--- What to work on ---
In full and without error, repeat the entries below.

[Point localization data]
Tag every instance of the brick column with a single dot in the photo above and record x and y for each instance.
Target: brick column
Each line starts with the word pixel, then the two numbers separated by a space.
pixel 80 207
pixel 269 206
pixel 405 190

--- Solved problem ---
Tag every instance of the brick column with a single dot in the photo above and record x and y for each instance.
Target: brick column
Each line starts with the word pixel, then the two numbers separated by a space.
pixel 80 207
pixel 269 206
pixel 405 190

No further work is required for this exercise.